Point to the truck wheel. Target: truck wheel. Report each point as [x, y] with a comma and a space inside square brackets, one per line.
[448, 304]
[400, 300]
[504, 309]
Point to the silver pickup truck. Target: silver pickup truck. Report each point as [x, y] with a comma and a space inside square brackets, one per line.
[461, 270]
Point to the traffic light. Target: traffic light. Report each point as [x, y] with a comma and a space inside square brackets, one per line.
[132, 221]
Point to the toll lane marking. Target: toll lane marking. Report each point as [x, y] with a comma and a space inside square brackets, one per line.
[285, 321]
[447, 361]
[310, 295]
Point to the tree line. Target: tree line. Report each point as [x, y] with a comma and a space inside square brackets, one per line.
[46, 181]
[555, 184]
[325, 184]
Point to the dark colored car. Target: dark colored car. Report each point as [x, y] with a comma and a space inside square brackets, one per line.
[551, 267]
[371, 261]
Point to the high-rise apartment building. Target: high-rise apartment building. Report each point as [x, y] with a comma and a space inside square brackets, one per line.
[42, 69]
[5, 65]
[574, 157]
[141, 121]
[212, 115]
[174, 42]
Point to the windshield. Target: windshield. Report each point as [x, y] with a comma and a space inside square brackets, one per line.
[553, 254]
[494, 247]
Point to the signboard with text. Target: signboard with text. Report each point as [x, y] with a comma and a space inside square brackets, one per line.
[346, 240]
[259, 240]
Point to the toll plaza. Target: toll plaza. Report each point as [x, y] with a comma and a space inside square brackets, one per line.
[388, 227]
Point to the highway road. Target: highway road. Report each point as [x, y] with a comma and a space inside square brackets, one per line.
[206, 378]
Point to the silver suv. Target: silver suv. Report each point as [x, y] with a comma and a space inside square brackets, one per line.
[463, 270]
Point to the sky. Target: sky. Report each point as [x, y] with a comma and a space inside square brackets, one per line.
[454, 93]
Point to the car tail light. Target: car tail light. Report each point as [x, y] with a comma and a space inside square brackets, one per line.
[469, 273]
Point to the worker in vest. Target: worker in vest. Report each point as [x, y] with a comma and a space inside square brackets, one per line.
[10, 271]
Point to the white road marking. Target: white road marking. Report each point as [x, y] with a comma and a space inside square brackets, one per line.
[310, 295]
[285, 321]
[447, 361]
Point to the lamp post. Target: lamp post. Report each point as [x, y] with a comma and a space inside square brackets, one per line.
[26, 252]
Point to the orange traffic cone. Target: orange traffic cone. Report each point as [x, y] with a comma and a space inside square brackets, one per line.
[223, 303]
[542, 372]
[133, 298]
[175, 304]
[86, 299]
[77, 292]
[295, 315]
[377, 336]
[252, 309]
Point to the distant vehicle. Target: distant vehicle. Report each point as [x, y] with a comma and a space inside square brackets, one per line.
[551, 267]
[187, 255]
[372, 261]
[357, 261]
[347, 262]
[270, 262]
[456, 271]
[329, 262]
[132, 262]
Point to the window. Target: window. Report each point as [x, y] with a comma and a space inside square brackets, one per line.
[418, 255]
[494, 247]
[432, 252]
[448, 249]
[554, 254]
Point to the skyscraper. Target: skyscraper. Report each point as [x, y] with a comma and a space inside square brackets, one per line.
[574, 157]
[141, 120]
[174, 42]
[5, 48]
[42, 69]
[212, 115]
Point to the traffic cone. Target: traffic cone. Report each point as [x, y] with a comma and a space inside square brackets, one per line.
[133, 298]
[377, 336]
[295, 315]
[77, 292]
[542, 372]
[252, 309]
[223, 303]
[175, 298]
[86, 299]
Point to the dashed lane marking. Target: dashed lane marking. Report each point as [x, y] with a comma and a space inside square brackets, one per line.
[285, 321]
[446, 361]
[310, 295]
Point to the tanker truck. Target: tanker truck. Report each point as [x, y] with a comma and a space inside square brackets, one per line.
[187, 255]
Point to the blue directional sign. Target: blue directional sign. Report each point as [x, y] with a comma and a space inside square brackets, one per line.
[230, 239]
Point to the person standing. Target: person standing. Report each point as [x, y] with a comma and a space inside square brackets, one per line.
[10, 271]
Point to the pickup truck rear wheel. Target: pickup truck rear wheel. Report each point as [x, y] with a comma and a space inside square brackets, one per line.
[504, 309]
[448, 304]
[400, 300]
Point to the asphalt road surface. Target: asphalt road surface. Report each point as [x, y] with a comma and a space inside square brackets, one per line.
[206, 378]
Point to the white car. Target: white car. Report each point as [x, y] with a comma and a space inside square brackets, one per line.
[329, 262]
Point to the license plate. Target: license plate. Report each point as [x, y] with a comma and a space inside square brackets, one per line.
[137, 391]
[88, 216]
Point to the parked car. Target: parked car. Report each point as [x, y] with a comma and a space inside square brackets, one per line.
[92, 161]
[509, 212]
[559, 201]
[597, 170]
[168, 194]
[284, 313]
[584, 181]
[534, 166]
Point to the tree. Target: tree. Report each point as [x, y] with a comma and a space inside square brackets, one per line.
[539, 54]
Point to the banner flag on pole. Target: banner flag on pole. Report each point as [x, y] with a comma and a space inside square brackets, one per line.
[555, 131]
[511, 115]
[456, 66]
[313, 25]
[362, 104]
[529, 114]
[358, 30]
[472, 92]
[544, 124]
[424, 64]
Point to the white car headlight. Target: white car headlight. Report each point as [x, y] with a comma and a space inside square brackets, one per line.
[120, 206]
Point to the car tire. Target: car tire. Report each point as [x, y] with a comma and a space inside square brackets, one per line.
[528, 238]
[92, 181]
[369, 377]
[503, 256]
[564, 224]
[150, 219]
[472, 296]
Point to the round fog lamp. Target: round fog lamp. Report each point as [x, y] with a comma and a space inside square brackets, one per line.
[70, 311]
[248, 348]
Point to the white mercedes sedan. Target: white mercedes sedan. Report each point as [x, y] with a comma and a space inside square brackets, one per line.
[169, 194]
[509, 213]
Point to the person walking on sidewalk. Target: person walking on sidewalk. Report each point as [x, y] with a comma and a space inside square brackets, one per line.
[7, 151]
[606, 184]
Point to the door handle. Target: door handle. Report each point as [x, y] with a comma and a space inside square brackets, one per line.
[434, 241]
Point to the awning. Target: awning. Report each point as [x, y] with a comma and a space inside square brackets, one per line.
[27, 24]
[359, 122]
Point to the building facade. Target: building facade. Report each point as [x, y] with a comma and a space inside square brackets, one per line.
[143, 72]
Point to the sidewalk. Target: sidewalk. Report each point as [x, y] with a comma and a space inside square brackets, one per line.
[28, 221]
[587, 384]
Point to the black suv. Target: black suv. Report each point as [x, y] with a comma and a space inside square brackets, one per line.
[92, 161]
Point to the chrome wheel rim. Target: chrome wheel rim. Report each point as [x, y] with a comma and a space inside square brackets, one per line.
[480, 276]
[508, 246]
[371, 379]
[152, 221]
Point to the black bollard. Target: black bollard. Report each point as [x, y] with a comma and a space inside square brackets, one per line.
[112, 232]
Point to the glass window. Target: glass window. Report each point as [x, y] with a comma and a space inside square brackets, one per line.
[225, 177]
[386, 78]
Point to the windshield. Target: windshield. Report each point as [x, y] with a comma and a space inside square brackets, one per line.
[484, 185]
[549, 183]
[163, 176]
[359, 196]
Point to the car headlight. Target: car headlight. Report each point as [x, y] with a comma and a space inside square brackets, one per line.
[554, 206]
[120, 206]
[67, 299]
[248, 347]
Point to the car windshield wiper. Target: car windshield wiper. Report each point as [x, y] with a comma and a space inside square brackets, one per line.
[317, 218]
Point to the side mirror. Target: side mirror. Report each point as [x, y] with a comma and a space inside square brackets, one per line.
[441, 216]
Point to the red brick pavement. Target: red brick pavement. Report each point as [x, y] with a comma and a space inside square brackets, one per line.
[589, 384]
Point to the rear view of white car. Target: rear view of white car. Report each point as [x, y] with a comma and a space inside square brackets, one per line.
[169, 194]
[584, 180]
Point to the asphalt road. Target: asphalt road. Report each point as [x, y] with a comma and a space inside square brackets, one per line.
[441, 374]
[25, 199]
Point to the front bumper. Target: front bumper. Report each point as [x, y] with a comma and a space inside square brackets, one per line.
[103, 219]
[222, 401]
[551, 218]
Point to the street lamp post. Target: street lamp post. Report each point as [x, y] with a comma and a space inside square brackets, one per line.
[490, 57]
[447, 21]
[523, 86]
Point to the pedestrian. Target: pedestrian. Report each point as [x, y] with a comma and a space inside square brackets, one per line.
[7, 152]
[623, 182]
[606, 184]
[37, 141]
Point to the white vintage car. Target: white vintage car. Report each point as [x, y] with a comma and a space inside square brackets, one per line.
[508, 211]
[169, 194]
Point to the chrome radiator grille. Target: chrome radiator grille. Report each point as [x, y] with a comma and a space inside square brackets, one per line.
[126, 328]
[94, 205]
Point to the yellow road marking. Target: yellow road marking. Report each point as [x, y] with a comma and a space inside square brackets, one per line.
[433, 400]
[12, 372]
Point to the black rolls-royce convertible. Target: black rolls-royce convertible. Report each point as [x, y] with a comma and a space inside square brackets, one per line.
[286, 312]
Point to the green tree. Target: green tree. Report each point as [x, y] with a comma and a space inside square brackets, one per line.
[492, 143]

# PROBLEM REQUIREMENTS:
Give again, word for word, every line from the one holding "Point to the street" to the end of the data.

# TASK OUTPUT:
Point to the street lamp post. Target: street lamp post. Report each point as [x, y] with a comma and a space inside square brackets, one per line.
[490, 57]
[447, 21]
[523, 86]
Point to the pedestrian. Target: pedestrian. Report each point as [x, y] with a comma and a space inside square brackets, one per line.
[7, 152]
[623, 182]
[606, 184]
[37, 141]
Point to the white vintage car. Target: white vintage car. Report each point as [x, y] with a comma and a space inside square brackets, one per line.
[508, 211]
[169, 194]
Point to the chrome radiator grille. Target: chrome radiator grille. Report each point as [x, y] with a comma and a space inside square brackets, one per line.
[126, 328]
[94, 205]
Point to the yellow road marking. Target: yellow road marking. Report each point as [x, y] with a comma and a space inside square brackets, one per line.
[433, 400]
[12, 372]
Point to the black rolls-royce convertible. Target: black rolls-royce convertible. Report each point as [x, y] with a comma and a space inside square brackets, one per line.
[286, 312]
Point to the green tree. Target: green tree. Report each point as [x, y] with a comma and a space inside square brackets, one per line.
[492, 143]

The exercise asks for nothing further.